SUPERIOR COURT OF NEW JERSEY APPELLATE DIVISION


February 24, 2011

AMANDA AGUILAR, PLAINTIFF-APPELLANT,
v.
VIVIAN VARGAS, DEFENDANT-RESPONDENT.

On appeal from Superior Court of New Jersey, Law Division, Hudson County, Docket No. L-5141-07.

Per curiam.

NOT FOR PUBLICATION WITHOUT THE APPROVAL OF THE APPELLATE DIVISION

Submitted January 25, 2011 - Decided Before Judges Wefing and Payne.

Plaintiff, Amanda Aguilar, appeals from the denial of her motion to restore a premises liability action, filed on her behalf on October 17, 2007, arising out of an injury allegedly sustained on October 17, 2005 as the result of a slip and fall on snow and ice present at premises owned by Vivian Vargas. We affirm.

I.The procedural history of this matter is lengthy. Plaintiff's claim was initially filed by Thomas Lynch of the Union City firm of Campbell, Lynch & Ortiz. Five and one-half months later, on April 1, 2008, personal service on Vargas was attempted at 149 Sterling Avenue, Jersey City, but it was unsuccessful. A post office inquiry disclosed no change of address. Because service was not made on Vargas, on April 30, 2008, the case was dismissed for lack of prosecution pursuant to Rule 1:13-7.

Given material:
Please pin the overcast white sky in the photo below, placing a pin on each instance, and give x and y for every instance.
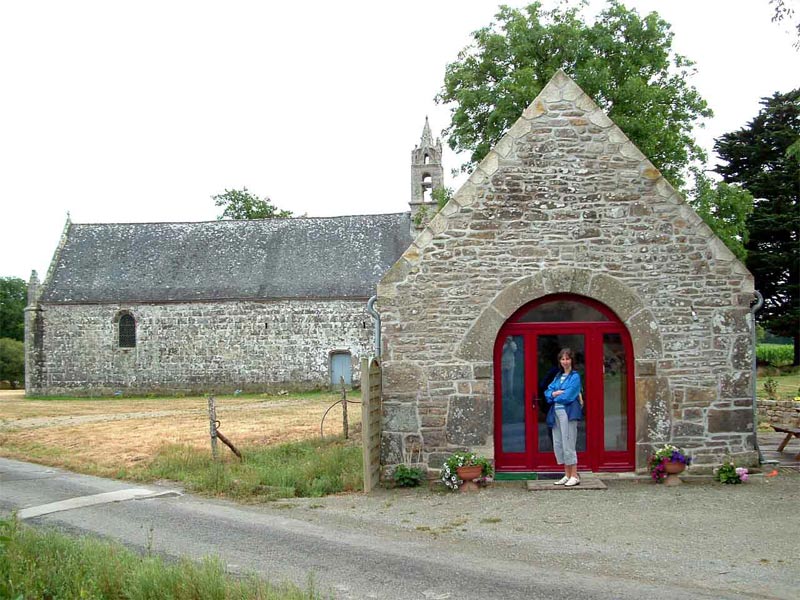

Task description:
Copy the court opinion word for word from "I.The procedural history" to "to Rule 1:13-7.". Work only from the court opinion above.

Right answer:
I.The procedural history of this matter is lengthy. Plaintiff's claim was initially filed by Thomas Lynch of the Union City firm of Campbell, Lynch & Ortiz. Five and one-half months later, on April 1, 2008, personal service on Vargas was attempted at 149 Sterling Avenue, Jersey City, but it was unsuccessful. A post office inquiry disclosed no change of address. Because service was not made on Vargas, on April 30, 2008, the case was dismissed for lack of prosecution pursuant to Rule 1:13-7.